* _WHAT TO WORK ON_
**1)** Rewrite the paragraph of the text on women in technology that begins "Kaspersky's latest report" as a short bulleted list that keeps its main facts.
**2)** Write a continuation of the text on women in Latin American technology jobs, picking up after its final paragraph.

* _TEXT SEGMENT_

• • • • • • •

In Latin America, more than half of women in the IT sector report doing most of the domestic work compared to men.
More than half of Latin American and Argentine women working in technology believe that the effects of COVID-19 have slowed their career progression, even though half believe that much-needed gender equality is more likely to be achieved through telecommuting structures. Although it was believed that confinement could be an accelerator toward gender equality in IT positions, persistent social biases have hampered this period of potential progress.
In general, it had been predicted that life in confinement would bring positive change to the industry in the fight for gender equality. By leveling the playing field from a social and family planning perspective, traditional stereotypes about availability and longevity would be eliminated when it came to women’s careers. The impact of COVID meant that companies were accelerated, or even forced, toward this new norm overnight and, to some extent, this prediction has produced positive steps in terms of the overall mindset of the industry.
Kaspersky’s latest report Women in Technology: Where Are We Now? Understanding the Evolution of Women in Technology, revealed that women in the industry in the region actually prefer to work at home rather than in the office. Respondents also said they work more efficiently when working from home, and several revealed that they have more autonomy when not working in an office.
However, the most concerning statistics in this report highlight how the potential of telecommuting for women in technology does not match the social progress in this “work from home” dynamic. This is how 50% of Argentinean, 46% Brazilian, 52% Chilean, 37% Colombian, 45% Mexican and 66% of Peruvian women have struggled since March 2020 to combine work and family life, a proportion that is more prominent in North America than in any other region of the world, although this is an ongoing global trend.

• • • • • • •

* _PROVIDED MATERIAL_
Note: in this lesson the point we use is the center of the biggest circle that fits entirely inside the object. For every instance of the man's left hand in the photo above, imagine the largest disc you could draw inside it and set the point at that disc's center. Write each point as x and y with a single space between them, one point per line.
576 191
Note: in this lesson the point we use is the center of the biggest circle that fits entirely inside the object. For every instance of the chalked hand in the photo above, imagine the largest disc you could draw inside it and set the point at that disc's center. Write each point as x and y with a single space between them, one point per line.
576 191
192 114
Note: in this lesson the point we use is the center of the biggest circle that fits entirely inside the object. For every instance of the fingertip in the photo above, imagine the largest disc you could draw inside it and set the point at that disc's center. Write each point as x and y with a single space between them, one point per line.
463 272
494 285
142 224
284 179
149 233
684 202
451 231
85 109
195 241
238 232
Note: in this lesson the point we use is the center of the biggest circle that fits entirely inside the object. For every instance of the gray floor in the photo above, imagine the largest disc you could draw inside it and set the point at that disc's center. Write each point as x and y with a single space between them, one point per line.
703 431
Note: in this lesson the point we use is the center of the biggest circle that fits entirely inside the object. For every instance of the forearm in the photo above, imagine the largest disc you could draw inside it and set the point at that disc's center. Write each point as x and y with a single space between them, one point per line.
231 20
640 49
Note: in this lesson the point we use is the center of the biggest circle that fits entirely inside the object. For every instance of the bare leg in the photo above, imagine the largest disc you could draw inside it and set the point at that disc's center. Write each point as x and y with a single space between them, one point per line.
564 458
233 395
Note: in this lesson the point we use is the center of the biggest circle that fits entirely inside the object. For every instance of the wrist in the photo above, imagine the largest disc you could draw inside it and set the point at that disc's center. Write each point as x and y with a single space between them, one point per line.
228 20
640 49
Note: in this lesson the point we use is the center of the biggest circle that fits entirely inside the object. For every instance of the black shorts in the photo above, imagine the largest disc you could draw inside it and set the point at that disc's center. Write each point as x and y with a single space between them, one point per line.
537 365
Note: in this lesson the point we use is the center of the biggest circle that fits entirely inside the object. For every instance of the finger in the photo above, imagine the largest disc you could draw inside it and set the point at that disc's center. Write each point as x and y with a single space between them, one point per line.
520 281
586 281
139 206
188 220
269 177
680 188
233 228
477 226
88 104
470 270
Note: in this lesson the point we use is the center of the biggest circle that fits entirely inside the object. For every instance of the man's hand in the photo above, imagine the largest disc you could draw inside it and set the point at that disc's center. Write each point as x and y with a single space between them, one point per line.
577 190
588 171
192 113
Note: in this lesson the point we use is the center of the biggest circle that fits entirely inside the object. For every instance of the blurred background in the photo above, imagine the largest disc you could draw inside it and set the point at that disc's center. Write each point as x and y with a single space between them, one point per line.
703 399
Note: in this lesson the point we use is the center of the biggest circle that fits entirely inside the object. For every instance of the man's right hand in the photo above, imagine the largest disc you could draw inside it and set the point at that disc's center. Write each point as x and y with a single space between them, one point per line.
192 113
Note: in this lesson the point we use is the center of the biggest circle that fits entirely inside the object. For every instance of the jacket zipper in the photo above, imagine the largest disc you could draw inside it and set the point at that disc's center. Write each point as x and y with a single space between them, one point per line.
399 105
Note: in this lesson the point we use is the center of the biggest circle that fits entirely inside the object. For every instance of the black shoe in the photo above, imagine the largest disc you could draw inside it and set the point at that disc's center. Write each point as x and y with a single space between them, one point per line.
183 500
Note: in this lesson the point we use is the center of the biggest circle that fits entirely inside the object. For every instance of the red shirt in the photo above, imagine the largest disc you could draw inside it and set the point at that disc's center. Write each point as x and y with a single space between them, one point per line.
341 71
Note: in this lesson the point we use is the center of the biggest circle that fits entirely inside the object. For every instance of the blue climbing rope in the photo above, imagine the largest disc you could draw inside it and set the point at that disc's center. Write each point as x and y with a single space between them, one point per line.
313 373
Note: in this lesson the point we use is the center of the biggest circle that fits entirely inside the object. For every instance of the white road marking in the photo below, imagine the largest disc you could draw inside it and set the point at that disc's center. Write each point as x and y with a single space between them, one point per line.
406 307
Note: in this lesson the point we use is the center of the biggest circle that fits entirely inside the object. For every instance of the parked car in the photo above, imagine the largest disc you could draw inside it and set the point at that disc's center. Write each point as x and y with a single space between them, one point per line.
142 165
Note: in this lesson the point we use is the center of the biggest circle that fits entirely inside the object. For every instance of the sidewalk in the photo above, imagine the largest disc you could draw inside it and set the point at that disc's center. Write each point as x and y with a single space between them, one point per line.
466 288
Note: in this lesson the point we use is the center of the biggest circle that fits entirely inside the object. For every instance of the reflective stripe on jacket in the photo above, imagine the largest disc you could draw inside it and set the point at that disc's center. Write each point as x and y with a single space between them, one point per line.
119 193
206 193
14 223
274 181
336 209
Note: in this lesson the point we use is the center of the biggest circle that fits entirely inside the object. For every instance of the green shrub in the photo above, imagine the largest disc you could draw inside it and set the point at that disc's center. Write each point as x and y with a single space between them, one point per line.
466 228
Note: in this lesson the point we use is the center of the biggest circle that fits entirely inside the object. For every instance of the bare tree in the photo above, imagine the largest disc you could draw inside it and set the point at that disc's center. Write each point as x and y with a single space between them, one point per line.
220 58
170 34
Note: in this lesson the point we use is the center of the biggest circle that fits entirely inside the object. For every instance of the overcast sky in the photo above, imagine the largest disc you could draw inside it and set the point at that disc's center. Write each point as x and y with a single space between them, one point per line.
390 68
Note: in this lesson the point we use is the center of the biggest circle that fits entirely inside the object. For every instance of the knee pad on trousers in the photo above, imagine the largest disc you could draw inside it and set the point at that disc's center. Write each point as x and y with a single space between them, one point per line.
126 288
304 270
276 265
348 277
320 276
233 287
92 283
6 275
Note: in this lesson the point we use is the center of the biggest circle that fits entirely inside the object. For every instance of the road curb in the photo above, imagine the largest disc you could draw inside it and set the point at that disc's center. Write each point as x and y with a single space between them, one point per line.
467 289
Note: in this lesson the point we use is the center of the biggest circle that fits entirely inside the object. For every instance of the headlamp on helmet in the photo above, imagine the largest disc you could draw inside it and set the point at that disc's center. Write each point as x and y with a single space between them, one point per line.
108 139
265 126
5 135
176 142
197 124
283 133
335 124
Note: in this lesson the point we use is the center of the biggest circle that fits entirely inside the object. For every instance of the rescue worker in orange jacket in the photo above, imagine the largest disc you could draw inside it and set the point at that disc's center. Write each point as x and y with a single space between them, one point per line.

• • • • • • •

* _YOUR RESPONSES_
**1)**
- Kaspersky's report *Women in Technology: Where Are We Now? Understanding the Evolution of Women in Technology* found that women in the region's tech industry prefer working at home to working in the office.
- Respondents said they work more efficiently from home.
- Several said they have more autonomy when not working in an office.

**2)**
Digging deeper, the reasons for this disproportion become clearer. In Argentina, when women surveyed were asked about the day-to-day roles that are detracting from productivity or career advancement, 58% said they had done most of the domestic work at home compared to 31% of men; 60% had been in charge of the home school versus 31% of men; and 50% of women have had to adapt their work schedule more than their male partner’s to take care of the family. As a result, 58% of women believe that the effects of COVID-19 have actually slowed, rather than improved, their overall career development.
“Among women, the pandemic had different effects: some appreciated that not having to commute to work gave them greater flexibility in their schedules and saved time, while others confessed that they were on the verge of burnout. It is crucial for companies to ensure that their managers are aligned with corporate strategy to support employees in meeting their family responsibilities.”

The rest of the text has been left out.